This particular hide-out met with an abrupt end when the British bombed it and buried the remains of the 114 Mau Mau based there in the debris. How could the British have identified this location in this vast land? There begins the real story.

The Mau Mau were not defeated by the British. Fighting on foreign lands against an agile force which had minimal supply needs and indiscriminate standards of warfare, the British did not stand a snowball's chance in hell. Even the Masai askari that the British were able to hire as mercenaries were on unfamiliar territory and could match the Mau Mau in ferocity but not in mastery of the land. However, the Mau Mau were so fierce even amongst the loyalty they demanded from their own people (the first high profile killing by the Mau Mau was of a Kikuyu police official) that they began to alienate other Kikuyu who joined the Home Guard, a British sponsored security force. More and more, the Home Guard became constituted of disaffected Mau Mau who would expose their former crews' location, tactics, supply chains, and identities. Eventually the threat of retribution by the Mau Mau became hollow, and people could cross them with impunity, and the Mau Mau were squashed by the British and the Home Guard.

The damage, however, was already done, and the wound to the British colony festered and would not heal. The myth that the vast majority of Kenyans preferred their British masters was dispelled and a decade after the genesis of the Mau Mau's campaign, Kenya was granted its independence.

But the story doesn't end here. For although the titular head of the new Kenyan state, Jomo Kenyatta, had been jailed in isolation for years as a Mau Mau organizer, many others in the power structure came right out of the Home Guard. In fact, what happened was unlike anything I've heard of in any other country. In most instances, the winners appoint their leaders the historical heroes. History is written by the victors and all that. But who were the victors here - the Mau Mau, without whom the British might still rule these lands, or the Home Guard, who effectively slaughtered the Mau Mau by betraying them to the British?

 Instead of a straightforward answer to this question, those in power played a sly double game. The Home Guard and their ilk maintained all the control and wealth, but passed on all the glory to the Mau Mau heroes. So today there are statues, universities and streets named for Kimathi (a homicidal loon by most accounts), but those who stood in solidarity with Kimathi are impoverished and underserved to this day, while those who turned him in are living quite well, praising him at every opportunity. In fact, the Mau Mau's illegal status was recently revoked, and the new Constitution even transforms the previous national holiday from Kenyatta Day to Mashujaa Day - literally Heroes Day - which celebrates the Mau Mau warriors. On this day, the Mau Mau and their descendants are paraded around and feted, only to be returned to their fetid environments as soon as the fireworks dim. Whether this historical deception will pass without redress is a fascinating topic for a Kenyan PhD sociology thesis at some point in the future, but it's known by everyday Kenyans, who seem to adopt the same attitude that has baffled me all this time - the past is past, focus on the future.

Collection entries
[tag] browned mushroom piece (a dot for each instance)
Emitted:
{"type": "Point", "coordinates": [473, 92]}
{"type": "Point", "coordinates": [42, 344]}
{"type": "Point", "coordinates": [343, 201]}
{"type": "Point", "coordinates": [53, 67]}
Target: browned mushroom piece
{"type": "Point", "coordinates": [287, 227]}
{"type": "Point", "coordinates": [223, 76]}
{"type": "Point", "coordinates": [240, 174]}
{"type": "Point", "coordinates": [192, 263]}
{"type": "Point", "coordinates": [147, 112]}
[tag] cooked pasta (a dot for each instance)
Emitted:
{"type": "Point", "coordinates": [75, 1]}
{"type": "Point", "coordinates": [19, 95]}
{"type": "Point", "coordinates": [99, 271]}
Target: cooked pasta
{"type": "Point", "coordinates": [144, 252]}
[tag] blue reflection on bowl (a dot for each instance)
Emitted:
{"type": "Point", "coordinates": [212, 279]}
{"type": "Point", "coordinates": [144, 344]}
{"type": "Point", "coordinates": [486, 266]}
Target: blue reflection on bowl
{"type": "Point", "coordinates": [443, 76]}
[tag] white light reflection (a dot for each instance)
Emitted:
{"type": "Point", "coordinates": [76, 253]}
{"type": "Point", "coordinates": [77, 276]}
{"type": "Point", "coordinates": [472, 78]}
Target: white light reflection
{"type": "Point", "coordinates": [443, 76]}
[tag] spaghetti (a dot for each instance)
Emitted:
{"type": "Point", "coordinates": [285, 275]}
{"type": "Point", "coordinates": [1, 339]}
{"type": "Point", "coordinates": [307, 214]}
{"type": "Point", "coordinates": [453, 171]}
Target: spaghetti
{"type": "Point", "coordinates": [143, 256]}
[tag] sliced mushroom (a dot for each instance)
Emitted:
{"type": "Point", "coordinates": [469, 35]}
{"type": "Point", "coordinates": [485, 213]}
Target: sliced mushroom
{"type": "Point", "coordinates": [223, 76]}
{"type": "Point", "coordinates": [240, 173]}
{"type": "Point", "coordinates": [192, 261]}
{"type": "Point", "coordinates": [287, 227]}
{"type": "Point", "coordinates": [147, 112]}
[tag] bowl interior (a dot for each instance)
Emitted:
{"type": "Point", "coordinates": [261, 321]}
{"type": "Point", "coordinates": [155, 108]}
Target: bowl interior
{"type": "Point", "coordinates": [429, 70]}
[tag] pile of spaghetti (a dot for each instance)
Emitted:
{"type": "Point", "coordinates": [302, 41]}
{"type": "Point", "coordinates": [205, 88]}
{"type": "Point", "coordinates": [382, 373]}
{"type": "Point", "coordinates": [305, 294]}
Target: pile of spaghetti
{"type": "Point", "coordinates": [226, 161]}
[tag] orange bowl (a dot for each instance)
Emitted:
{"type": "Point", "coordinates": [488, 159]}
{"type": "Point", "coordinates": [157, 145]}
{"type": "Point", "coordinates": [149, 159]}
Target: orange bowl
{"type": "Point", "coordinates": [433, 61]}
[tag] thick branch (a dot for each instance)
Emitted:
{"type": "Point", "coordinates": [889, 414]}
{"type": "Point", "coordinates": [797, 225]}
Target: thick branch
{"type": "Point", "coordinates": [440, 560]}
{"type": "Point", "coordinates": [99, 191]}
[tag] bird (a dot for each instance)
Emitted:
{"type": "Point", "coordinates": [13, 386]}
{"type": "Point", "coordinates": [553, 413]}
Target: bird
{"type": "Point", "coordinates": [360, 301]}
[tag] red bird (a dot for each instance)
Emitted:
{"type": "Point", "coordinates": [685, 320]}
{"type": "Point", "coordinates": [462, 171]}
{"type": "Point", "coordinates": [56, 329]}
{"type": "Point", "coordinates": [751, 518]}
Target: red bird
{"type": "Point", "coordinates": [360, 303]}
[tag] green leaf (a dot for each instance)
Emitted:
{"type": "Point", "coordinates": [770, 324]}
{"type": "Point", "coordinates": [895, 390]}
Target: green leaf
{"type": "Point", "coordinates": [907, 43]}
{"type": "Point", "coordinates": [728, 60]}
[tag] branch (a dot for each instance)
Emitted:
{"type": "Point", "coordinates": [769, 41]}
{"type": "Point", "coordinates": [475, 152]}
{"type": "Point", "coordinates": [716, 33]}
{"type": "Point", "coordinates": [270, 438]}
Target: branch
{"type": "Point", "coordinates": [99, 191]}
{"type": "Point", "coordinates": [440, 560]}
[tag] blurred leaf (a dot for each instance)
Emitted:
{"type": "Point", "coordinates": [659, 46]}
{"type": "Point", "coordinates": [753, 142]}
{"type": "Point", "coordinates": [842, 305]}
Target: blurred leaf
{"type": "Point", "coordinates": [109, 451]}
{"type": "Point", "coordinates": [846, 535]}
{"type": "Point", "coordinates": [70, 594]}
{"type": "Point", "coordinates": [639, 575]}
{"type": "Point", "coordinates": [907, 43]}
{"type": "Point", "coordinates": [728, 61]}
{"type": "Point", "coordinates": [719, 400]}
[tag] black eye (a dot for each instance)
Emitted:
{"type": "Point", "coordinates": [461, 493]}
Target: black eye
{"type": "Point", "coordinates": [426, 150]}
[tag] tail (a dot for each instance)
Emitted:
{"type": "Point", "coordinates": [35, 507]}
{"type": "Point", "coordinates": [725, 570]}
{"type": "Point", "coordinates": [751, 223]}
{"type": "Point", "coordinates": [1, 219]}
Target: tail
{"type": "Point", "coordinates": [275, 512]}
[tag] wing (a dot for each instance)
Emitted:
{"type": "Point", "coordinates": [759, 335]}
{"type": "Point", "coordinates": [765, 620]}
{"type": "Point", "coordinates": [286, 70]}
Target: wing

TASK DESCRIPTION. In the Mau Mau text above, copy word for word the passage from "But the story" up to and including "to the British?".

OUTPUT FOR THIS EXERCISE.
But the story doesn't end here. For although the titular head of the new Kenyan state, Jomo Kenyatta, had been jailed in isolation for years as a Mau Mau organizer, many others in the power structure came right out of the Home Guard. In fact, what happened was unlike anything I've heard of in any other country. In most instances, the winners appoint their leaders the historical heroes. History is written by the victors and all that. But who were the victors here - the Mau Mau, without whom the British might still rule these lands, or the Home Guard, who effectively slaughtered the Mau Mau by betraying them to the British?